- ENTRIES SUPPLIED:
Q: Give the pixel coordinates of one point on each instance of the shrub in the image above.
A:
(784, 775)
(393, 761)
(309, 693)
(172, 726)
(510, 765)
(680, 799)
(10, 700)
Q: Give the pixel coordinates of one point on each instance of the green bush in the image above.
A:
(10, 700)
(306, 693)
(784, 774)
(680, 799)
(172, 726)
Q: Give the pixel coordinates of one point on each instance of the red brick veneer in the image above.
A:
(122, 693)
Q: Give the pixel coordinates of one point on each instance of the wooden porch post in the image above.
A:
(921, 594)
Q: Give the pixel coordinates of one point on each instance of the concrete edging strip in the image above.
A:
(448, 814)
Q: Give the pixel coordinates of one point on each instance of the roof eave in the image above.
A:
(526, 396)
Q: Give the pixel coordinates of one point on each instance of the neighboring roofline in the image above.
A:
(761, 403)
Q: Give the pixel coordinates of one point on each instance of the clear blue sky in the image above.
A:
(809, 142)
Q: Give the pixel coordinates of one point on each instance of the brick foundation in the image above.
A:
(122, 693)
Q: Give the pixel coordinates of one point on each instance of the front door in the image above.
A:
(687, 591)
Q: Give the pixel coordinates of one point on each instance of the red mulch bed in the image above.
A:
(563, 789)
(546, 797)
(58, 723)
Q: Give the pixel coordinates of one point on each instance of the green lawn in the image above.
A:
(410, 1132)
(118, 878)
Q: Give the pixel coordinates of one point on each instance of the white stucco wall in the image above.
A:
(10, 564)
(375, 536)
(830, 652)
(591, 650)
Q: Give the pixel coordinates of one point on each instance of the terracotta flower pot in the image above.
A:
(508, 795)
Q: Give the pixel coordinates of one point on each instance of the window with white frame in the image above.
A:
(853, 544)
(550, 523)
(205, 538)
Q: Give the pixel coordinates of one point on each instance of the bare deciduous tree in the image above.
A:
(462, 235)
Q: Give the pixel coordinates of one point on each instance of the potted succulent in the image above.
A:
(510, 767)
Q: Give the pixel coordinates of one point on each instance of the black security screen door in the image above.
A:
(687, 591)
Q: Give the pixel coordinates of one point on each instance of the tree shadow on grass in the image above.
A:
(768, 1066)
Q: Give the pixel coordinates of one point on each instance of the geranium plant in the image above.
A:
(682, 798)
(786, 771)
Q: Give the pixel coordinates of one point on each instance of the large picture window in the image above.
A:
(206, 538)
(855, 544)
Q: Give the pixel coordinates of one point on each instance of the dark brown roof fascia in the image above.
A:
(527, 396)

- WORK ORDER: Copy every entry above word for word.

- ANSWER SECTION:
Q: Give the pixel coordinates of one point on each instance of the shrub in the image above.
A:
(784, 775)
(393, 761)
(309, 693)
(172, 726)
(510, 765)
(680, 799)
(10, 700)
Q: Give the pixel coordinates of one point on each instance of the green bush in the image above.
A:
(10, 700)
(306, 693)
(784, 774)
(680, 799)
(172, 726)
Q: Give the pixel coordinates of one point on each instance of the red brick veneer in the image above.
A:
(122, 693)
Q: Give the pixel coordinates of one point on each instance of the wooden porch post in the image above.
A:
(921, 594)
Q: Give the pixel coordinates of one point on each instance of the concrete edging strip in the image above.
A:
(448, 814)
Q: Give the pixel coordinates of one point on each instance of the roof eave in the image above.
A:
(526, 396)
Q: Give the pixel coordinates of one point on each instance of the neighboring roofline in the image above.
A:
(761, 403)
Q: Give the pixel coordinates of one point on each instance of the clear blue sky in the image above.
A:
(809, 142)
Q: Give the pixel coordinates of one point on each instance of the brick foundation in the image above.
A:
(122, 693)
Q: Give the pixel coordinates of one point on each instance of the front door in the image above.
A:
(687, 591)
Q: Give the pixel coordinates of one point on each instance of the red mulch bed in the image above.
A:
(563, 789)
(546, 797)
(58, 723)
Q: Give the pixel coordinates of one point on each instance of the green lawn in the image above.
A:
(410, 1132)
(118, 878)
Q: Give the pixel coordinates of one point on each instance of the white stucco wall in the image above.
A:
(10, 564)
(375, 536)
(830, 652)
(591, 650)
Q: Give the pixel coordinates of one point on each instance of the terracotta flower pot in the image above.
A:
(508, 795)
Q: Give the pixel coordinates of one point on each instance of the window with white frame in the image above.
A:
(853, 544)
(550, 523)
(205, 538)
Q: Give the pixel coordinates of one point on each instance of the bare deciduous tree in the image above.
A:
(462, 235)
Q: Give the pixel coordinates of one point on each instance of the potted succulent in the image above.
A:
(510, 767)
Q: Give the pixel coordinates of one point on each instance of the black security screen door in the image above.
A:
(687, 591)
Q: Give the pixel coordinates of one point on each instance of the tree shadow on grass in the image above.
A:
(768, 1066)
Q: Give the pixel coordinates of one point on each instance of the geranium plant in the image above.
A:
(682, 798)
(786, 771)
Q: Give the pixel coordinates of one point on each instance of the large picture window in the image above.
A:
(206, 538)
(855, 544)
Q: Give the pixel coordinates of one point on each instance of the dark brown roof fascia in the image above.
A:
(527, 396)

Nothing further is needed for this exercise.